■ Exercises:
1. According to the ice core article, why do scientists not expect another ice age soon, even though the last one ended 12,000 years ago? Answer in one to three sentences.
2. Continue the article on the Antarctic ice core from the point where it stops.

■ Extract:
## start
Analysis of the core has already suggested that the next ice age lies 15,000 years in the future. But the prospect of a stable climate has been thrown into doubt by human activity causing global warming. The ice also shows that today’s greenhouse gas concentrations in the atmosphere are by far the highest for at least 440,000 years.
Every time much smaller increases in greenhouse gas levels are recorded in the ice, a significant rise in global temperatures has followed. The findings offer further support for the scientific consensus that the Earth is facing potentially catastrophic global warming.
“The rate of increase (in greenhouse gases) is more than 100 times faster than any rate we can detect from the ice cores we have seen so far,” said Professor Thomas Stocker, of the University of Berne in Switzerland, a member of the European Project for Ice Coring in Antarctica.
Eric Wolff, of the British Antarctic Survey in Cambridge, another leader of the project, said: “We’re doing an experiment for which there is no analogue in hundreds of thousands of years of history. It’s a bit of a rollercoaster ride.”
Ice cores are among the most valuable sources of data on the world’s past climate as they record both variations in temperature and in concentrations of gases such as carbon dioxide and methane that contribute to the greenhouse effect. This is critical to establishing the cause of past warming and cooling trends, and to predicting the effects of rising greenhouse gas levels.
Cores from Greenland reach back more than 100,000 years through the last Ice Age, and a core from Lake Vostok in Antarctica dates back about 400,000 years. The new core drilled in Eastern Antarctica, however, will double this record when it is completed next year.
Some 740,000 years of data, from a core measuring 3.19km, are already available, and the results of the first analysis are published today in the journal Nature.
The new core confirms evidence from ocean sediments that the Earth has endured eight ice ages during this time, each separated by a warmer period known as an interglacial. While ice ages typically last about 100,000 years, the interglacials are much shorter at an average of 10,000 years.
But though the last Ice Age ended 12,000 years ago, scientists do not believe another is on the way. The interglacial most similar to our own, which began about 430,000 years ago, lasted for 28,000 years, suggesting that the current benign conditions will extend long into the future.
## end
(Object detection records)
## start
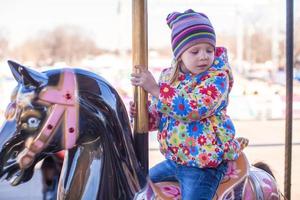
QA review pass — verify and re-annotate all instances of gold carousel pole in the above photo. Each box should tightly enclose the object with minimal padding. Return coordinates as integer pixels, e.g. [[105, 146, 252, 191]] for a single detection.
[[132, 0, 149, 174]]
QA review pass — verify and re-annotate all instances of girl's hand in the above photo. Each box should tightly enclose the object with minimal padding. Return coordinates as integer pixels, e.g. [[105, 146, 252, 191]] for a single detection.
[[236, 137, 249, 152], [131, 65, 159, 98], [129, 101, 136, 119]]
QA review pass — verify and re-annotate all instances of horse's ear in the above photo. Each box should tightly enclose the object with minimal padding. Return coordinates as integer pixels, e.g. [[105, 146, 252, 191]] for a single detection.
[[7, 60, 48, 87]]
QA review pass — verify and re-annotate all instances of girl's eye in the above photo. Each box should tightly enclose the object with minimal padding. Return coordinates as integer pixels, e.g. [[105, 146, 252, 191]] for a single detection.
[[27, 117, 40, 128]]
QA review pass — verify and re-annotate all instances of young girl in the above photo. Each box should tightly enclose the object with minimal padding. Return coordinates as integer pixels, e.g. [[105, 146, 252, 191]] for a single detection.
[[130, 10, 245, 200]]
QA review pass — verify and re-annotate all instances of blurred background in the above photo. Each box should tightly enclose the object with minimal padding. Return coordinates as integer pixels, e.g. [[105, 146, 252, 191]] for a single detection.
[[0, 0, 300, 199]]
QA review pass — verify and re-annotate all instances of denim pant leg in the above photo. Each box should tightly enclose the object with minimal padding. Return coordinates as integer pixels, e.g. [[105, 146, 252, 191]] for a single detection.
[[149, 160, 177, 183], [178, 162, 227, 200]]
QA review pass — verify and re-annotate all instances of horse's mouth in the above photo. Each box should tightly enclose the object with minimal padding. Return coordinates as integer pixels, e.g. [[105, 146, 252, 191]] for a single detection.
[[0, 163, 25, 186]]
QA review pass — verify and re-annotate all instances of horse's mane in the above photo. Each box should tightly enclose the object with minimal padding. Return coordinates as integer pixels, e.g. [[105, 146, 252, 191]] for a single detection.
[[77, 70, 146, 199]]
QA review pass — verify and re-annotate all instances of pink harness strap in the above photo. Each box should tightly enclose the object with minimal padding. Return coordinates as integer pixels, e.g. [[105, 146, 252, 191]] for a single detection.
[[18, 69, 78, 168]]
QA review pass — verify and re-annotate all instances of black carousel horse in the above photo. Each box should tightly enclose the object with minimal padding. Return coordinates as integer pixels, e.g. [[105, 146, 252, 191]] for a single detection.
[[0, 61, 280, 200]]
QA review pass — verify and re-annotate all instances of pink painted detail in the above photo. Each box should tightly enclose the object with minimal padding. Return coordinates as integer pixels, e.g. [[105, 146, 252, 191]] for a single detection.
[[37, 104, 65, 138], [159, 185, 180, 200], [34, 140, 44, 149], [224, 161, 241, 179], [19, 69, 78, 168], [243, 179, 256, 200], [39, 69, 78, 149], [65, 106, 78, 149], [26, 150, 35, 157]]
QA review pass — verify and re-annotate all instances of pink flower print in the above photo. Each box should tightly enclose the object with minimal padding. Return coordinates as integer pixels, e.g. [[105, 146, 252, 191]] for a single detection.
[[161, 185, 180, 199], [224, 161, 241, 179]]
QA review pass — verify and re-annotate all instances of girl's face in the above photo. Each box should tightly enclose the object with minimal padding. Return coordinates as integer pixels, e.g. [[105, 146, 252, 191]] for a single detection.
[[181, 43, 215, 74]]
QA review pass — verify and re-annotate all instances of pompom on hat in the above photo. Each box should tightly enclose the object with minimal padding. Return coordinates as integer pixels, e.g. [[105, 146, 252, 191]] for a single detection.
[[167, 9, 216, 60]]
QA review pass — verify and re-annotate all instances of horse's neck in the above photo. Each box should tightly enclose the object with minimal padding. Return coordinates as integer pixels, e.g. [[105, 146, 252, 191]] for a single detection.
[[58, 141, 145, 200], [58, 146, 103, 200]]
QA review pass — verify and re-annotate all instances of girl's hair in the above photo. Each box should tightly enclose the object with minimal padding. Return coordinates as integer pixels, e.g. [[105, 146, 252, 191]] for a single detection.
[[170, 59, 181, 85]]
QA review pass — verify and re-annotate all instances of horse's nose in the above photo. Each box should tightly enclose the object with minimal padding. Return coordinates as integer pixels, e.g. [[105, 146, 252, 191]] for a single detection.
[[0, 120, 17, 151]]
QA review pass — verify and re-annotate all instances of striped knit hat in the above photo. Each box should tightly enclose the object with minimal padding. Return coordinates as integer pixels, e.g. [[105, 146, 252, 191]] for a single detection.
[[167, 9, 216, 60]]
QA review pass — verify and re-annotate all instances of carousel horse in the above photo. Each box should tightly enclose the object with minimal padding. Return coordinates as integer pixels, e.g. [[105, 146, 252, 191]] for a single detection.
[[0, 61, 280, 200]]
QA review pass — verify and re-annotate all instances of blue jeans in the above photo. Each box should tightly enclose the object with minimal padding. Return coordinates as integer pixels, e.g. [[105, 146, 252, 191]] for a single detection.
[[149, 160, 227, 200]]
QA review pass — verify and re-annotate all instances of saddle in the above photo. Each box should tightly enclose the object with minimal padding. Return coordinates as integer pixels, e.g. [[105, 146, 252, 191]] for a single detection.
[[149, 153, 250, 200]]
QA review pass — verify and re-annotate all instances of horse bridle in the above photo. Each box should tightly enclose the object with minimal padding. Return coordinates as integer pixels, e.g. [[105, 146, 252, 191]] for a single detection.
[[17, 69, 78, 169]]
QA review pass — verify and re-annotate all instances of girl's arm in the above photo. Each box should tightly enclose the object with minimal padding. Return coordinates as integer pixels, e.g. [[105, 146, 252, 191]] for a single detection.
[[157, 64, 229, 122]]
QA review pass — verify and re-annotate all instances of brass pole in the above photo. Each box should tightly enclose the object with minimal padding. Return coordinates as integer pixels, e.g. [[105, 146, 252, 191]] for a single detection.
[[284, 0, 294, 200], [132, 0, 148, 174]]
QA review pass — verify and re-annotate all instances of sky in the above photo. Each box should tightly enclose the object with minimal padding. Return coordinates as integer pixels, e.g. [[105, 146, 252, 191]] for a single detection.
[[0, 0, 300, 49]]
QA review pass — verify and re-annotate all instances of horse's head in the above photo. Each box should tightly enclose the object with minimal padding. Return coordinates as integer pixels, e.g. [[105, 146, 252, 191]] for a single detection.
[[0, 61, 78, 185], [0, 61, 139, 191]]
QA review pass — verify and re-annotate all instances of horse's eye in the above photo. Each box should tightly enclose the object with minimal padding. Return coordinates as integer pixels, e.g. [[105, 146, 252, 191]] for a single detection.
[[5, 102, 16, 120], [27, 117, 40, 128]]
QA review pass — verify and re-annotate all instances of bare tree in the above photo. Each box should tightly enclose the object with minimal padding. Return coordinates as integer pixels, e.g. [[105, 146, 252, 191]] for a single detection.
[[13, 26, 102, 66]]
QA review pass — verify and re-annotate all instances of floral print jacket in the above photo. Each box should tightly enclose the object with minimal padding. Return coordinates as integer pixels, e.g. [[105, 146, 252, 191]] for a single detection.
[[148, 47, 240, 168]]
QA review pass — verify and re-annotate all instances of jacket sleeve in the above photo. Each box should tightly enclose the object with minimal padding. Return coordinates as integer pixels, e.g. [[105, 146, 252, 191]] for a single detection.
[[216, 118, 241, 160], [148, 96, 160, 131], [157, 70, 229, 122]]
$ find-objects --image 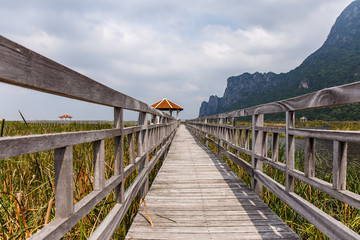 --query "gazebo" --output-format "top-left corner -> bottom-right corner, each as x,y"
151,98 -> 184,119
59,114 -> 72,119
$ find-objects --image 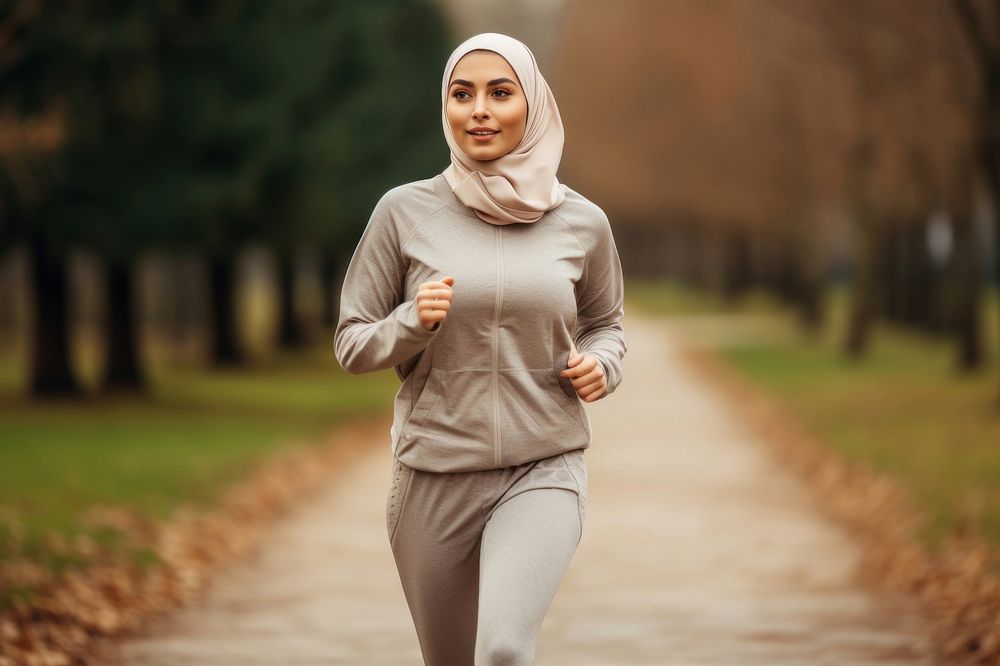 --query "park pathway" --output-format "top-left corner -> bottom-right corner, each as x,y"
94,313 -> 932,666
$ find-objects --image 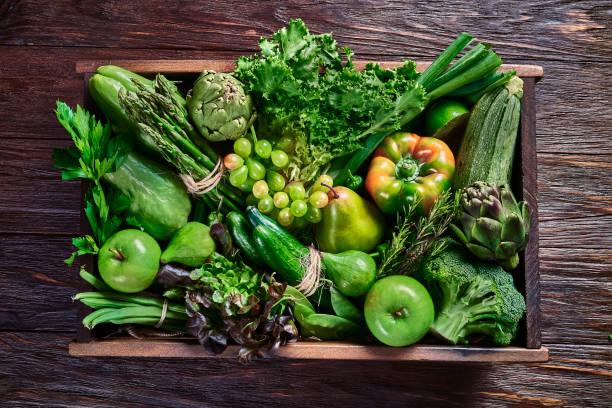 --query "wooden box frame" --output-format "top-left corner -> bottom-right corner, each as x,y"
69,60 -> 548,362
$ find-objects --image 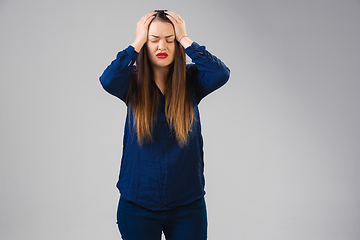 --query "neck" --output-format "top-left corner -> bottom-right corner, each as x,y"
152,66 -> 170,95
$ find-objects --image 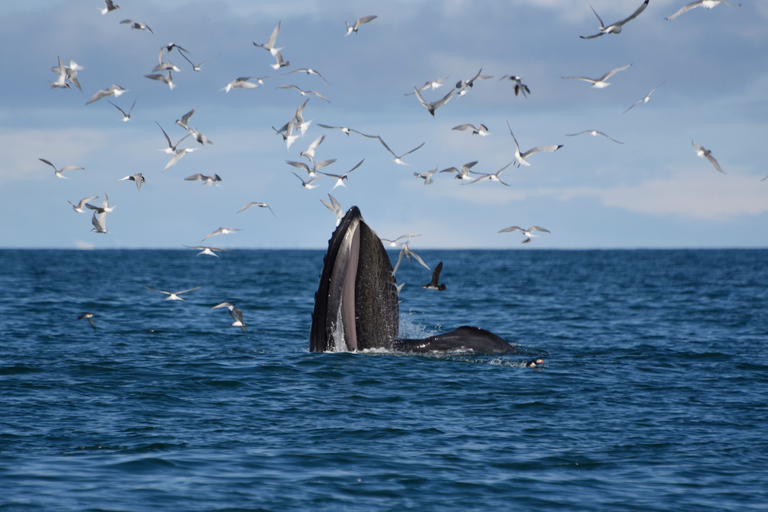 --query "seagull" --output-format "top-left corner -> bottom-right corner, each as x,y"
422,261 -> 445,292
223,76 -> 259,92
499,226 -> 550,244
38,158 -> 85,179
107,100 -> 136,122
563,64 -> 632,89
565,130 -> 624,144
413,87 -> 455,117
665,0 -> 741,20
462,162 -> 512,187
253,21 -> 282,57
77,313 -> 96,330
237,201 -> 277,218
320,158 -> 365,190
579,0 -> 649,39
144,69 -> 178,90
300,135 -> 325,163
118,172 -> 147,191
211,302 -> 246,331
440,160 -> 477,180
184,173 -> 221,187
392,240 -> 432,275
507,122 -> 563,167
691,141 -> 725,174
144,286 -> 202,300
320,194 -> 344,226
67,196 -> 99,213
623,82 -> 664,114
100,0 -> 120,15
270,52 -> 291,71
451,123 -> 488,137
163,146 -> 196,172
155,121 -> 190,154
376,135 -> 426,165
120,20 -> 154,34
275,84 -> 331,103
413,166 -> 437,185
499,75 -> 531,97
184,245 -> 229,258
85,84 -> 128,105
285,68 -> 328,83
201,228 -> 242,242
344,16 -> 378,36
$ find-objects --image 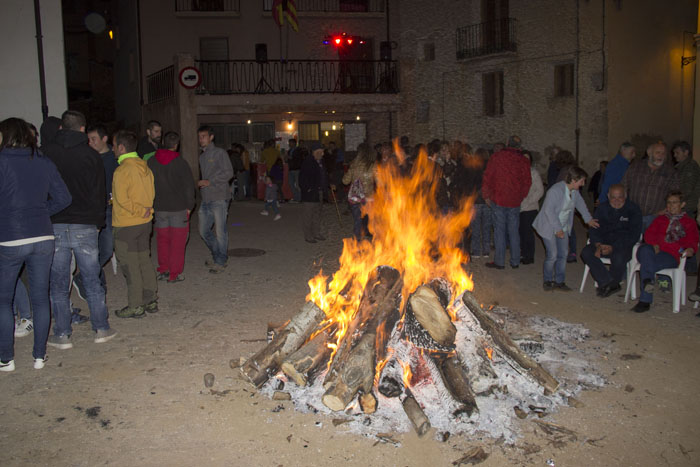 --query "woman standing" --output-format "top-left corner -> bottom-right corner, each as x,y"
## end
■ Answers to the tasks:
1. The interglacial most similar to the current one began about 430,000 years ago and lasted 28,000 years. That suggests today's benign conditions will extend long into the future.

2.
Dr Wolff said that the results dismissed arguments that global warming could benefit humanity by heading off a looming ice age. “If people say to you that increasing greenhouse gases is a good thing, because otherwise we’d go into an ice age, you can say categorically that we wouldn’t,” he said. “Left to nature’s own devices, we’d have another 15,000 years at least. Another ice age is not imminent.”
So far bubbles of air in the ice core have been examined for greenhouse gas concentrations for its first 440,000 years. These show levels of carbon dioxide hovering between 200 parts per million (ppm) during ice ages and 280ppm during interglacials. These small rises seem to be linked with the rising temperatures of the warmer periods.
Since the industrial revolution, however, carbon dioxide concentrations have risen to about 375ppm — a level that alarms scientists.
“In everything we have got up to now, temperature and greenhouse gases are absolutely in step with each other,” Dr Wolff said. “I don’t see any particular reason this shouldn’t continue into the future. It is worrying.”
The temperature data also show that interglacial periods before about 430,000 years ago did not get as warm as those that came later, though the scientists do not yet understand why. “There will be an explanation, but we don’t know what it is yet,” Professor Stocker said.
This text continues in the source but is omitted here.